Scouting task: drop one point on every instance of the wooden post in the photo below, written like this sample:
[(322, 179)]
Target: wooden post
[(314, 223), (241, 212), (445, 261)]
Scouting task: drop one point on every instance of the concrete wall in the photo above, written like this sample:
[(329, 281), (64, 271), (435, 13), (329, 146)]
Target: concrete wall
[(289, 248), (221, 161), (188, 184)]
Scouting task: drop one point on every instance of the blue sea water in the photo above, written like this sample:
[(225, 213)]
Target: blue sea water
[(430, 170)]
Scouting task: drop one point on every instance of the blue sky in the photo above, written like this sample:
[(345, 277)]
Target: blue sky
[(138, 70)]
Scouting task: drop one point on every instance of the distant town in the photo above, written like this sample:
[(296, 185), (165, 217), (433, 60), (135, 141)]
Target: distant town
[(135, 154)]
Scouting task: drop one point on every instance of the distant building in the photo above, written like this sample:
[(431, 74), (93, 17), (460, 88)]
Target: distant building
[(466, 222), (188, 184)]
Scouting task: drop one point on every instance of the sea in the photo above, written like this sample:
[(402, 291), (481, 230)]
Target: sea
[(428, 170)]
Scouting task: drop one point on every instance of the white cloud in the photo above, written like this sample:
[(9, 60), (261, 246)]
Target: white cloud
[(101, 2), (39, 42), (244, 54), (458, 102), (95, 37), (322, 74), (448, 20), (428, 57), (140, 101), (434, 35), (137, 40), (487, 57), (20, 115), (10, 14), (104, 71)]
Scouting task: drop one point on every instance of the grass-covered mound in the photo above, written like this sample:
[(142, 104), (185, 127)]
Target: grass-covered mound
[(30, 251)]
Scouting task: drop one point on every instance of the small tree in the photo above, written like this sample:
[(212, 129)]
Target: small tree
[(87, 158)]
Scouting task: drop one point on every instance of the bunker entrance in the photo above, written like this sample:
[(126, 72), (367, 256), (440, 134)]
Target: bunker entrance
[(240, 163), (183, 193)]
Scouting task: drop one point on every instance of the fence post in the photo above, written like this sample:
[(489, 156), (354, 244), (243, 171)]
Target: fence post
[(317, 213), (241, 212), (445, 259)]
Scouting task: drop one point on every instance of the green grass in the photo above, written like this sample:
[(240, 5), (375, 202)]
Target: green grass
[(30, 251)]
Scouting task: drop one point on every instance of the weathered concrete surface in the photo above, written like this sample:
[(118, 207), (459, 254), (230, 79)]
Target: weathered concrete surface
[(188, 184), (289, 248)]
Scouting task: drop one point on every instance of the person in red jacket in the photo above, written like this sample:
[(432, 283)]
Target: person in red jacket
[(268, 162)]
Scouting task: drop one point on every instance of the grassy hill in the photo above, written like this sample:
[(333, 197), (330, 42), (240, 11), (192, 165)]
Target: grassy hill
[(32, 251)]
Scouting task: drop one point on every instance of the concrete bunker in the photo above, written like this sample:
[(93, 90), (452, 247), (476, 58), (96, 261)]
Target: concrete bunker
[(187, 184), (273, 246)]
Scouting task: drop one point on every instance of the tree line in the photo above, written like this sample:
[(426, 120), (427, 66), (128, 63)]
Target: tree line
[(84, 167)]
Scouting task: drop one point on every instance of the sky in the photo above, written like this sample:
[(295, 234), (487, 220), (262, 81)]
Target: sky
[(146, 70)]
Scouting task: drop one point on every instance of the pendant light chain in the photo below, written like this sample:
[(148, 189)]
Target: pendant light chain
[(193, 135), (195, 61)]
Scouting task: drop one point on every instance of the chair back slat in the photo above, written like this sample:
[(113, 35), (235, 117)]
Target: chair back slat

Task requirements
Output exactly the lines between the one containing "Target: pendant light chain" and the final line above, both inclusive.

Written solution
Target: pendant light chain
[(193, 135), (195, 61)]
Scouting task: drop one point on every instance of the chair back slat in the photo above, written like this sample:
[(113, 35), (235, 117)]
Target: chair back slat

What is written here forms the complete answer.